By CCN.com: SIM hijacking has proven to be yet another lucrative way to steal crypto with millions of dollar now reported to have been stolen over the years with the amount that has gone unreported possibly eclipsing that.
The latest such case involves nine individuals who have now been charged by prosecutors from the US Attorney’s Office for the Eastern District of Michigan. Per the prosecutors, the nine either participated or aided in stealing crypto worth over $2.4 million.
Six of them face charges of wire fraud, conspiracy to commit wire fraud and aggravated identity theft. Three others on the charge sheet have been indicted for ‘wire fraud in relation to the conspiracy’.
According to the United States Attorney’s Office Eastern District of Michigan, this amount was stolen in seven attacks. This translates to an average haul of more than $345,000 for each attack.

### Apply what you read
(A) Answer these questions from the SIM hijacking passage:
(i) How many individuals have been charged?
(ii) In how many attacks was the crypto stolen?
(iii) Which office's prosecutors brought the charges?
(B) List every criminal charge named in the SIM hijacking passage.
The lines that follow are a separate set of material, unrelated to the SIM hijacking passage.

### Material shown
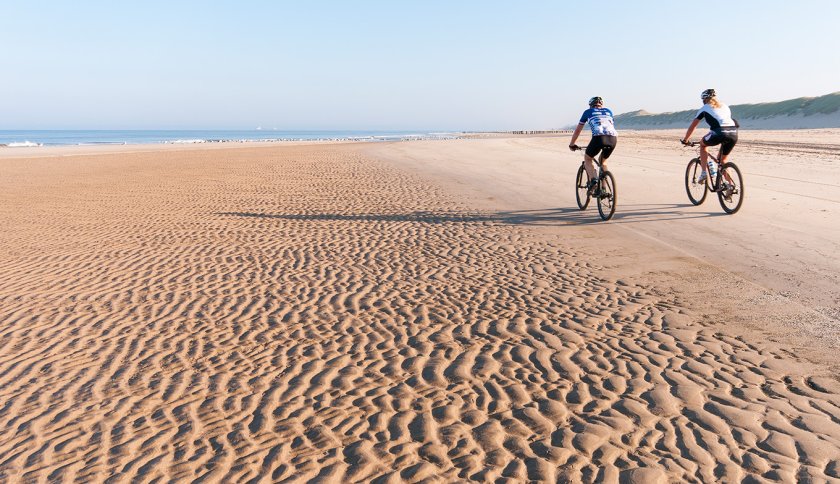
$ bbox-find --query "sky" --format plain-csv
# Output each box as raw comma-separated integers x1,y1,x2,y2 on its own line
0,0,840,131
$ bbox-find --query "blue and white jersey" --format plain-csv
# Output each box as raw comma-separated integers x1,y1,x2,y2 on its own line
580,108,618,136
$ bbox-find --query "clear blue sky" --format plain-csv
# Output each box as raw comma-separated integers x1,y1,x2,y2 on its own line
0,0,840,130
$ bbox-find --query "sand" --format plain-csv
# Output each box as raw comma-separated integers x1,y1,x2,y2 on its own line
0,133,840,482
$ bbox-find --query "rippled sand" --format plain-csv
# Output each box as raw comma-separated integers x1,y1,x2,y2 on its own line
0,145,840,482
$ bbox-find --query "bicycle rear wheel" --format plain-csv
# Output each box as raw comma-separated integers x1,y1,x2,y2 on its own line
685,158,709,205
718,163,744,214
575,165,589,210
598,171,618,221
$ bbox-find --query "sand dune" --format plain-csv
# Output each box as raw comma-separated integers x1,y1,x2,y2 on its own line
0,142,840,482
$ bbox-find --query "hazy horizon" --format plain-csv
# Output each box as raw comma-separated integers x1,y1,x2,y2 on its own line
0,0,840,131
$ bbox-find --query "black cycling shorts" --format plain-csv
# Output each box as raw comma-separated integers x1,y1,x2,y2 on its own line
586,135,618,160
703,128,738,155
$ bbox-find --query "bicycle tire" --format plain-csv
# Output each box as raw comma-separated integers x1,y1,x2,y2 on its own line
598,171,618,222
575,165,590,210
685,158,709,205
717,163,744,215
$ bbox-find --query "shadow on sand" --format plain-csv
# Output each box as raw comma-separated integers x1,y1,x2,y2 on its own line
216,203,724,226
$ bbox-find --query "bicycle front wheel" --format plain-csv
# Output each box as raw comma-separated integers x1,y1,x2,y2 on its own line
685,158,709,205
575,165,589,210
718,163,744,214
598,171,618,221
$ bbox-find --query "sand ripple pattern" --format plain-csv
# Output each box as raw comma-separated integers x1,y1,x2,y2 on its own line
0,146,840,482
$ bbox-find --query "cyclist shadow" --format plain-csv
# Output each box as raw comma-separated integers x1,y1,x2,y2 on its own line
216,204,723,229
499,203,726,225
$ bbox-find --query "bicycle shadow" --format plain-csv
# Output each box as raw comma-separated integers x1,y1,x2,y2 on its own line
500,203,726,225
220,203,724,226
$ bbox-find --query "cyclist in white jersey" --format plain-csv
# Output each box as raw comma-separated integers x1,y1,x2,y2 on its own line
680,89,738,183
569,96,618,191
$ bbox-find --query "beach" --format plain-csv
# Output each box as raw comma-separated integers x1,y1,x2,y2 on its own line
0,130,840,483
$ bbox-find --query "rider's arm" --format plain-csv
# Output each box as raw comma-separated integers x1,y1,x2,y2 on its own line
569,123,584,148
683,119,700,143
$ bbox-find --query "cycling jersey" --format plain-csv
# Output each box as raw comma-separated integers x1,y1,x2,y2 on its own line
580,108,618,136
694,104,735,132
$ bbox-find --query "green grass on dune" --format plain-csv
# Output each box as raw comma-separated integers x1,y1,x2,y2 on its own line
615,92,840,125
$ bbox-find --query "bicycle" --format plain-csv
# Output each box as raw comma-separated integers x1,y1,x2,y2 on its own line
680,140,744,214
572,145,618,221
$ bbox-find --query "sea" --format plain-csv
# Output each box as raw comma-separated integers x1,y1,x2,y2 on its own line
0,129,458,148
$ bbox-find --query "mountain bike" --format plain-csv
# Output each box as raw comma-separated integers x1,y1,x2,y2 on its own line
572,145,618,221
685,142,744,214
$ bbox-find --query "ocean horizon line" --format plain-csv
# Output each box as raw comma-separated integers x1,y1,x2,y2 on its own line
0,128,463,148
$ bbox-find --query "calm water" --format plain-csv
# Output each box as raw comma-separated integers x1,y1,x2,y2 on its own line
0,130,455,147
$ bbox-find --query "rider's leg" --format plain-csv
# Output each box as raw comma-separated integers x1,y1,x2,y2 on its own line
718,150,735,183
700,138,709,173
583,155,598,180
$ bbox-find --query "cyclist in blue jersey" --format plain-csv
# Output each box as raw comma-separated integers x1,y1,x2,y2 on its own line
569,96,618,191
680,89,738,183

---

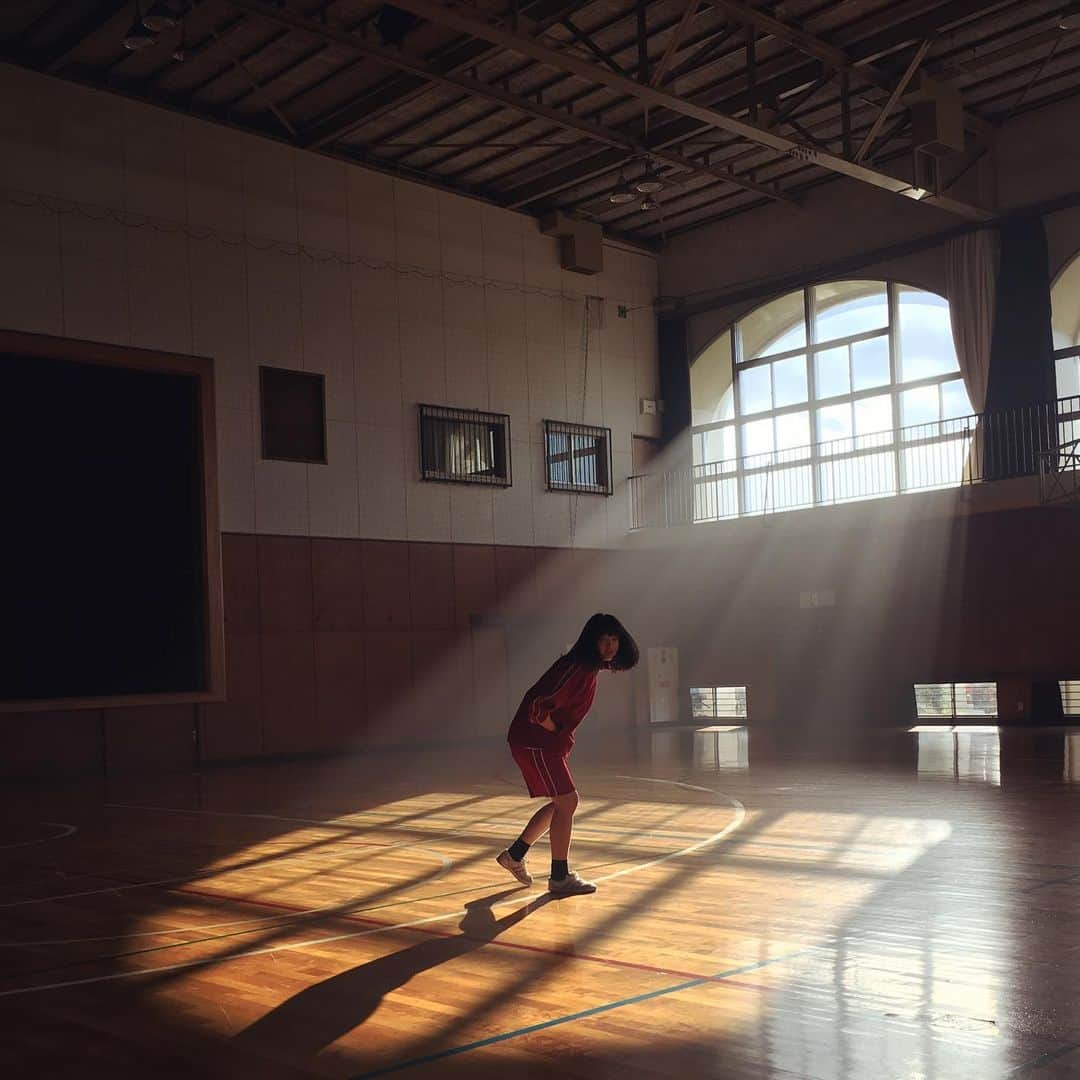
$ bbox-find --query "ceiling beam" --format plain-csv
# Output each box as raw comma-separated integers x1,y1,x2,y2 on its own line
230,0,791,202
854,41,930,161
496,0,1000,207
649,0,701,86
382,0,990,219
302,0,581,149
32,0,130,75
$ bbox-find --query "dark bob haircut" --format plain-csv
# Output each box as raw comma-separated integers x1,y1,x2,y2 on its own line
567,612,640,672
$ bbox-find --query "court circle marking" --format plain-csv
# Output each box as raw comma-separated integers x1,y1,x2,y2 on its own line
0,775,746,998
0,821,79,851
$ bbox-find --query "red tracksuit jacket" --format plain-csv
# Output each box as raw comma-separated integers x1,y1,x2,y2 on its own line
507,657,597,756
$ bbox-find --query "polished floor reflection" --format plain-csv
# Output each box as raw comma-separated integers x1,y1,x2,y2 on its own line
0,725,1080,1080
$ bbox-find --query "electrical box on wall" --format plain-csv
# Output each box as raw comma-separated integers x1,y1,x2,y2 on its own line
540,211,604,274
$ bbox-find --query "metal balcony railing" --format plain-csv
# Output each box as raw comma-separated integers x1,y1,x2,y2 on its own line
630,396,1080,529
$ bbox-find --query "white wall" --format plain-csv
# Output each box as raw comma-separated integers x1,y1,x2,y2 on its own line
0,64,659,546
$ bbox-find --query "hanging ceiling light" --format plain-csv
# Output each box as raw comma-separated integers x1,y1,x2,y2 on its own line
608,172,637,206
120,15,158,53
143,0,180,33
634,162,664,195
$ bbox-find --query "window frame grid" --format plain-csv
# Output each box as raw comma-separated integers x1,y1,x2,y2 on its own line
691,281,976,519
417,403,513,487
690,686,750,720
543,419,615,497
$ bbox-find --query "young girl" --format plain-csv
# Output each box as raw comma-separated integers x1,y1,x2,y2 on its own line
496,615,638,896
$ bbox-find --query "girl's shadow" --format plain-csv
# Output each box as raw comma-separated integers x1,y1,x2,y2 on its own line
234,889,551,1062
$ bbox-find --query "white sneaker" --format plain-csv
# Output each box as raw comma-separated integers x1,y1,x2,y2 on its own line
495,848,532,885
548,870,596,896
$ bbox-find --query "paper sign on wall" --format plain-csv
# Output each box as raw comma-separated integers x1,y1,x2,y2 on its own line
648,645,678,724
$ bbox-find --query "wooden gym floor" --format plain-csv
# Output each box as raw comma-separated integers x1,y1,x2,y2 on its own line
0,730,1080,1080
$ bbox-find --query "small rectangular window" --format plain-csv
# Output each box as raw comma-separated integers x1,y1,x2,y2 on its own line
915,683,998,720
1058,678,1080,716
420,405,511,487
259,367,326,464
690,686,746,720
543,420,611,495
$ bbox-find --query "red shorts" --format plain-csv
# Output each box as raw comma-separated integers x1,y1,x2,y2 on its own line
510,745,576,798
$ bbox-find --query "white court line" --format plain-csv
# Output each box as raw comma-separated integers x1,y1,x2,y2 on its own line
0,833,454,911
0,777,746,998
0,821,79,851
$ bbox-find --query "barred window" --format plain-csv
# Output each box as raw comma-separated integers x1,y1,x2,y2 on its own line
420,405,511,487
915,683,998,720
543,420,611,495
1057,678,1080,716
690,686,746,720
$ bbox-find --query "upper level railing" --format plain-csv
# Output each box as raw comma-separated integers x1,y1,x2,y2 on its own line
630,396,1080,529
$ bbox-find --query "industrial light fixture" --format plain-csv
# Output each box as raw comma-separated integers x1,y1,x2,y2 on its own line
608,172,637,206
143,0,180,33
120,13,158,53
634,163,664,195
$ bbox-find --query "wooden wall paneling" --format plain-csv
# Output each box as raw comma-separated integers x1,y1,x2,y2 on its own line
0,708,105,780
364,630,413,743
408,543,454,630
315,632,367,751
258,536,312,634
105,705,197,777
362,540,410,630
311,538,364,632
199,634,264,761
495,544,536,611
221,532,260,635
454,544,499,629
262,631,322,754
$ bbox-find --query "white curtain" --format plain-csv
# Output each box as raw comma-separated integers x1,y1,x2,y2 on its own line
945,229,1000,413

### Answers
(A)
(i) Nine
(ii) Seven
(iii) The US Attorney's Office for the Eastern District of Michigan

(B)
- Wire fraud
- Conspiracy to commit wire fraud
- Aggravated identity theft
- Wire fraud in relation to the conspiracy